Premier des humanistes, Pétrarque fait aussi figure de pionnier des collections : monnaies anciennes et tableaux comme le portrait de son amie Laure par Simone Martini. Les manuscrits sont alors recherchés : Niccolo Niccoli en possède 800 qu'il lègue à la ville de Florence, le public y a aura accès à San Marco dès 1441. Cosme l'Ancien s'adresse à ce Niccoli pour faire des acquisitions qui seront les bases de la collection des Médicis. Parmi les princes italiens, les Gonzague de Mantoue et les Este de Ferrare brillent par leurs collections mais, comme l'écrit K. Pomian, « seuls les Médicis avaient les moyens de faire à peu près tout ce qui leur plaisait ».
Le rôle des hommes d'Église et des papes est décisif dès le Quattrocento et jusqu'à la veille de la Révolution française. Le 15 décembre 1471, le pape Sixte IV transfère du Latran au palais du Capitole — construit par son prédécesseur Nicolas V—, un groupe des statues anciennes en bronze, dont la fameuse Louve, rejointe en 1538 par la statue équestre de Marc Aurèle. À l'issue du concile de Trente, Pie V transfère au Capitole un nouveau lot de statues païennes pour que ces idoles ne profanent plus le Vatican, exception faite de celles de la cour du Belvédère. En 1523 la République de Venise reçoit du cardinal Grimani sa collection d'antiques puis la bibliothèque du cardinal Bessarion. À Milan un autre cardinal, Frédéric Borromée, fait édifier la Biblioteca Ambrosiana qui abrite également sa pinacoteca ouverte en 1609. Au Vatican, l'achèvement de la basilique Saint-Pierre n'arrête pas les aménagements successifs du Belvédère et les agrandissements des galeries se poursuivent de Clément XIV à Pie VI. Quand Gustave III de Suède visite le Museo Pio-Clementino en 1784 il est guidé par Pie VI en personne.

+--

- CONSIGNE:
Répondez aux questions suivantes d'après l'extrait sur les premières collections :
(a) Combien de manuscrits Niccolo Niccoli possède-t-il ?
(b) À quelle date Sixte IV transfère-t-il du Latran au Capitole un groupe de statues anciennes en bronze ?
(c) Par qui Gustave III de Suède est-il guidé lors de sa visite du Museo Pio-Clementino en 1784 ?

- DONNÉES DISPONIBLES:
+--

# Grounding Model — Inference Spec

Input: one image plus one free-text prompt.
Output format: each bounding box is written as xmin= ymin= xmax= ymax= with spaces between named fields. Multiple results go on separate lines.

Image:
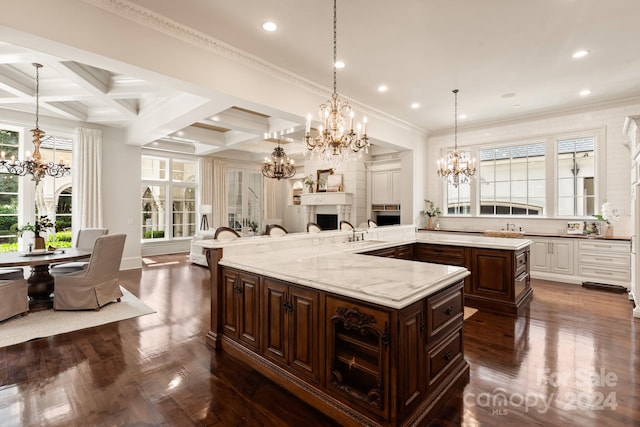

+--

- CORRIGÉ DE L'EXERCICE:
(a) Il en possède 800.
(b) Le 15 décembre 1471.
(c) Par le pape Pie VI en personne.